» **Set problem**: From the data below, copy out each line that contains the string "Query".

Stored data:

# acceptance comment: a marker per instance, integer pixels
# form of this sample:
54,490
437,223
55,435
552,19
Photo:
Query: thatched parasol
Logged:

--

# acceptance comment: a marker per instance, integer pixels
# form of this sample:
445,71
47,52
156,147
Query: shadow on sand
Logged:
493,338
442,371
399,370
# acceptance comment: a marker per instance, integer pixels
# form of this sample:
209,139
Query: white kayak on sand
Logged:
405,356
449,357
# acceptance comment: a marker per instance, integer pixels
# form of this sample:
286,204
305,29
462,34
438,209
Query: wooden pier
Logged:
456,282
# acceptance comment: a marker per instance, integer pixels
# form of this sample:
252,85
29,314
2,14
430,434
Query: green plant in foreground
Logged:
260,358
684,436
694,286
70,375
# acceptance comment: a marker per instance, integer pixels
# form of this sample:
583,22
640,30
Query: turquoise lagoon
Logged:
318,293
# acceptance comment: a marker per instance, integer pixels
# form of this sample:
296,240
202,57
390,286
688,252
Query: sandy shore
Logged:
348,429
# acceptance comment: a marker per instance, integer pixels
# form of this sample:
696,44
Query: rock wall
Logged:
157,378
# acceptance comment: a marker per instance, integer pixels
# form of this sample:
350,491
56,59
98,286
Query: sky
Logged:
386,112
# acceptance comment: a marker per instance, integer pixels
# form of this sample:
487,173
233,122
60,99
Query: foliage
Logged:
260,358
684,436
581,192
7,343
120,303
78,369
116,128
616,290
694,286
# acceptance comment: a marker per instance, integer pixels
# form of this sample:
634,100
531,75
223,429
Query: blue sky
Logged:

» **Response**:
Query: thatched parasol
Query: shadow on sand
Query: white kayak on sand
Query: wooden pier
Query: green plant in foreground
Query: turquoise lagoon
Query: sandy shore
Query: rock wall
Query: sky
Query: foliage
Query: blue sky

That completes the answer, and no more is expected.